[Referring expression pointing data]
━━━━━━━━━━━━━━━━━━━━

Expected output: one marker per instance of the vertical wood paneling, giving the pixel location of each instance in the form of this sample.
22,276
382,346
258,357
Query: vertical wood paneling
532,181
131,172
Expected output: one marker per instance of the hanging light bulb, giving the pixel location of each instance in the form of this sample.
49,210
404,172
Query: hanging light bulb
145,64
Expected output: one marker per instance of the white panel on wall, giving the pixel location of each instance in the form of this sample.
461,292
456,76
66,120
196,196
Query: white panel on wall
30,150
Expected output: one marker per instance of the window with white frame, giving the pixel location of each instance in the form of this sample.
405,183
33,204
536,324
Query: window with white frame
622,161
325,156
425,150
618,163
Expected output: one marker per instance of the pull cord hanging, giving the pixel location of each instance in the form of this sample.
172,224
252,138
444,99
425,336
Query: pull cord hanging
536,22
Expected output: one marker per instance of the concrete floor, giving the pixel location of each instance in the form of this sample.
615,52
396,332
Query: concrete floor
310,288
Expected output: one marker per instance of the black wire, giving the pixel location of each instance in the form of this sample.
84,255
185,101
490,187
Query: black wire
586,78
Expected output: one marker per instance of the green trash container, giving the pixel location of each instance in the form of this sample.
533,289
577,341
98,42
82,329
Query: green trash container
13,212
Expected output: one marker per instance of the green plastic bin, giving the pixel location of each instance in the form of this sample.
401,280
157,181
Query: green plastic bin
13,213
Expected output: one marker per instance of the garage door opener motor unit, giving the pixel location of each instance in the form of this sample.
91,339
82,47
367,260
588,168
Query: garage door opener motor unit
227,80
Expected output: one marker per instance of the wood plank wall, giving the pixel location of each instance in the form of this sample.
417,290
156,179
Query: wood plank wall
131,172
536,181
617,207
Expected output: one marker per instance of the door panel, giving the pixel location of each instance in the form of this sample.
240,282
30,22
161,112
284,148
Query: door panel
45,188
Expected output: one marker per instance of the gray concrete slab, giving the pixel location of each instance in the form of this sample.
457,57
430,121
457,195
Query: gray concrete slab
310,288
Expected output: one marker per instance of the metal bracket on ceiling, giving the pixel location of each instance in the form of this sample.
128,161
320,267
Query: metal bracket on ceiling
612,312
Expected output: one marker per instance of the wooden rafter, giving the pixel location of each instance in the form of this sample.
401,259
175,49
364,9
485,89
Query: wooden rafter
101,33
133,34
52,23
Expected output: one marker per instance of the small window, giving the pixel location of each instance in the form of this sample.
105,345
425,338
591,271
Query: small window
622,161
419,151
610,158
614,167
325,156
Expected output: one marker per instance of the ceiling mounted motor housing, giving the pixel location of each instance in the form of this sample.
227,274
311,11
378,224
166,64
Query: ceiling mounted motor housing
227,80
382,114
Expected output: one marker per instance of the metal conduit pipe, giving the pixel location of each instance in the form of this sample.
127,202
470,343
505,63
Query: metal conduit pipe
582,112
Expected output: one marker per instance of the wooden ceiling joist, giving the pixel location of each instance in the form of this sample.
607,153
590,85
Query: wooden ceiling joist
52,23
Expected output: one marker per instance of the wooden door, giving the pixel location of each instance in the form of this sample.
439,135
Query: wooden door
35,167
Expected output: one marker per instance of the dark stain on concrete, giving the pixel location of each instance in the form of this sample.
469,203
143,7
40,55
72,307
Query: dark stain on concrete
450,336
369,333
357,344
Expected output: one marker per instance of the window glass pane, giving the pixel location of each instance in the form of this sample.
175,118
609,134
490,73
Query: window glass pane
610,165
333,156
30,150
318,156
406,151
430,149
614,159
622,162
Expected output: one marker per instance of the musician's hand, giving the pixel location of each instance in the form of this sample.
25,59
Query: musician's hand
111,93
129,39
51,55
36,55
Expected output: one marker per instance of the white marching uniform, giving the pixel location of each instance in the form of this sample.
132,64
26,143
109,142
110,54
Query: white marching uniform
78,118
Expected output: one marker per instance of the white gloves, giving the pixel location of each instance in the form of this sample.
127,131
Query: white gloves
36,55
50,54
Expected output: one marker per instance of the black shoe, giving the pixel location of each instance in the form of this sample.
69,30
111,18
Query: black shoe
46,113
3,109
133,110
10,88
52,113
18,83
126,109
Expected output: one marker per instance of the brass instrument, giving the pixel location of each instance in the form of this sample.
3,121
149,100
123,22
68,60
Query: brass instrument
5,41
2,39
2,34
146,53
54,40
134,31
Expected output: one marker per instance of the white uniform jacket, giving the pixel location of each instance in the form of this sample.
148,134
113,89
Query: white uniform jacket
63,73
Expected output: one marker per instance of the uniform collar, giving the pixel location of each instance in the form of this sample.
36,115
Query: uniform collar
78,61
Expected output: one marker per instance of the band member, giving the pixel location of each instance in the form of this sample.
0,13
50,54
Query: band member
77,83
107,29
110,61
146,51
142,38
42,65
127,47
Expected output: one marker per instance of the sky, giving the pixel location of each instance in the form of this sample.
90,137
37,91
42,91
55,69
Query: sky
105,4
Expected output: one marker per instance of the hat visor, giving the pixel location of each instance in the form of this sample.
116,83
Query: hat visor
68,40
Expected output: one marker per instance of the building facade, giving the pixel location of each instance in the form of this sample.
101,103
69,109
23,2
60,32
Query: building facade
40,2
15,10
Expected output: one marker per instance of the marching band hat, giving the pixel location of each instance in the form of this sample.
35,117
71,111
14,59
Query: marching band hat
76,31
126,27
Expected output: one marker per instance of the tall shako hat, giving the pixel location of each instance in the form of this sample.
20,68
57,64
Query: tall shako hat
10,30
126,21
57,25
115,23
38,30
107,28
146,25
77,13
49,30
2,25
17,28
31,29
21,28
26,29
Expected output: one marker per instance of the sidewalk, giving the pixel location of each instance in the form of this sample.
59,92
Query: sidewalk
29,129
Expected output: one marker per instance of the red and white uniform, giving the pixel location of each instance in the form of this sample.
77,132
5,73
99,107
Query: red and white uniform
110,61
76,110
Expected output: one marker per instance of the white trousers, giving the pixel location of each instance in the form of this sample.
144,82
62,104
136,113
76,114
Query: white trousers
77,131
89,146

━━━━━━━━━━━━━━━━━━━━

== Task prompt ==
Please return all of the entries exactly as they were given.

== Solution to the exercise ==
Expected output: one marker per instance of the vertical wood paneling, giving the pixel location of each instance in the form of this sample.
22,276
382,346
258,357
Query: vertical wood paneling
532,181
131,172
Expected output: one marker per instance of the hanging light bulb, giving the pixel location of each instance in the form of this sample.
49,210
404,172
Query: hanging light bulb
145,64
Expected output: one marker per instance of the white panel on wall, giving the pixel location of each instance in the form of this sample.
461,292
456,76
66,120
196,196
Query: white panel on wall
30,150
Expected output: one marker per instance of the window with white frame, giving the pixel location of each instance in the form of this sample.
405,183
33,204
536,324
Query: window with white frame
622,161
325,156
425,150
618,163
Expected output: one marker per instance of the pull cord hanging, giving the pixel location of each instance in the form of this sample.
172,224
252,138
444,99
425,336
Query: pull cord hanging
536,22
Expected output: one marker per instance of the concrete floor, giving the pixel location of each instance in the form of this sample.
615,52
396,332
Query: concrete floor
310,288
Expected output: one marker per instance of the black wire, giving the pixel location of each instance in the form of this sample.
84,255
185,101
490,187
Query: black wire
586,78
Expected output: one marker per instance of the green trash container, giving the pixel location of each instance in the form of this sample.
533,289
577,341
98,42
82,329
Query: green trash container
13,212
Expected output: one marker per instance of the green plastic bin, giving the pixel location of each instance in the form of this sample.
401,280
157,181
Query: green plastic bin
13,213
Expected output: one marker per instance of the garage door opener motor unit, giving the pixel location of each instance in the form of this sample.
91,339
82,47
367,260
588,168
Query: garage door opener motor unit
227,80
Expected output: one marker per instance of the wood plank wall, giving the pixel location of each instance in the form of this sample.
417,290
156,179
Query: wood plank wall
131,172
536,181
617,207
Expected output: one marker per instance of the door panel, giving the pixel location of each instance in the form of this sample.
240,282
30,22
161,112
284,148
Query: door panel
45,188
Expected output: one marker per instance of the gray concrete slab, giving the pixel location of each instance in the form of this sample.
457,57
430,121
457,195
Query: gray concrete slab
310,288
Expected output: one marker per instance of the metal bracket on ceiling, giving the pixel location of each instance in the form of this sample.
128,161
320,267
Query: metal bracket on ceiling
612,312
Expected output: one marker per instance of the wooden rafter, giving the pixel location of each instance in the form of this sample.
401,259
175,49
364,9
485,89
Query: wooden rafter
101,33
133,34
52,23
Expected output: one marker per instance of the small window, giving the pixel location of each instance in the form of this sample.
105,345
425,338
591,271
Query: small window
622,161
419,151
610,158
614,167
325,156
Expected output: one marker per instance of the ceiling mounted motor housing, giving the pixel location of each instance in the form of this sample.
227,274
311,11
378,224
166,64
Query: ceiling mounted motor housing
227,80
382,114
Expected output: one marker per instance of the metal conduit pipe, giving the pixel location of each instance in the form of this sample.
127,202
470,343
505,63
Query: metal conduit pipe
582,112
Expected output: one marker per instance of the wooden ceiling joist, giving the pixel location of each instance in the form of this sample.
607,153
590,85
Query: wooden ceiling joist
52,23
Expected output: one marker per instance of the wooden door, giving the pixel location of each instance in the form of this sample.
439,135
Query: wooden door
35,167
Expected output: one marker per instance of the dark stain on concrete, giving the pixel location of each instance in the form of this sample.
469,203
143,7
40,55
72,307
Query: dark stain on concrete
450,336
369,333
357,344
Expected output: one marker per instance of the window glass pane, giving the pixel location of each instance in the form of this sample.
175,118
609,134
490,73
Query: window glass pane
610,165
333,156
30,150
318,156
406,151
430,149
614,159
622,162
Expected output: one marker per instance of the musician's hand, giving the pixel location of each instance in the form of this sample.
25,59
Query: musician's hand
111,93
129,39
51,55
36,55
Expected output: one marker per instance of the white marching uniform, giving the pixel location of each instance in the form of this sample.
132,64
26,143
109,142
110,54
Query: white marching uniform
78,118
Expected output: one marker per instance of the white gloves, giving the pixel location of each instance in the form of this sample.
127,131
Query: white gloves
36,55
50,54
Expected output: one marker per instance of the black shoe, giving the pixel location of each instance in the form of this sample.
69,30
111,18
Query: black shoe
46,113
3,109
133,110
10,88
52,113
18,83
126,109
Expected output: one marker per instance of the brass instrument, giving the pixel location of each instance in the form of this sample.
3,121
149,100
123,22
68,60
Query: brass instrument
5,41
2,39
2,34
146,53
54,40
134,31
Expected output: one marker per instance of the white uniform jacket, giving the pixel location of each instance in the form of this sample.
148,134
113,89
Query: white uniform jacket
63,73
Expected output: one marker per instance of the uniform collar, giving the pixel location of each instance in the form of this sample.
36,115
Query: uniform collar
78,61
Expected output: one marker per instance of the band member, giving the pixel location of each instance in the form of this sample.
0,13
50,54
Query: band member
77,83
107,29
110,61
146,51
142,38
42,65
127,47
Expected output: one marker per instance of the sky, giving the pixel location of each instance in the form of this sample.
90,137
37,91
42,91
55,69
Query: sky
105,4
Expected output: one marker per instance of the hat visor, giving the pixel location of each instance in the form of this sample.
116,83
Query: hat visor
68,40
Expected output: one marker per instance of the building facade, giving the pixel location of each instance in the form of this sample.
101,103
69,109
23,2
60,32
Query: building facade
40,2
15,10
Expected output: one marker per instance of the marching band hat, giving the pixel location of each instance in the form of this sample.
35,117
71,111
14,59
Query: marching band hat
76,31
126,27
Expected output: one marker per instance of the tall shako hat, giving the pixel location of each instance in the form of this sample.
20,68
57,64
Query: tall shako hat
10,30
126,21
57,25
115,23
38,30
107,28
146,25
77,13
49,30
2,25
17,28
31,29
21,28
26,29
Expected output: one marker per instance of the sidewalk, giving the pixel location of each instance in the form of this sample.
59,92
Query: sidewalk
29,129
Expected output: one marker per instance of the red and white uniform, giving the pixel location of each instance in the form of this sample.
77,132
5,73
99,107
Query: red and white uniform
110,61
76,110
Expected output: one marker per instance of the white trousers, giving the pixel location of each instance in the form of this sample.
144,82
62,104
136,113
76,114
Query: white trousers
77,131
89,146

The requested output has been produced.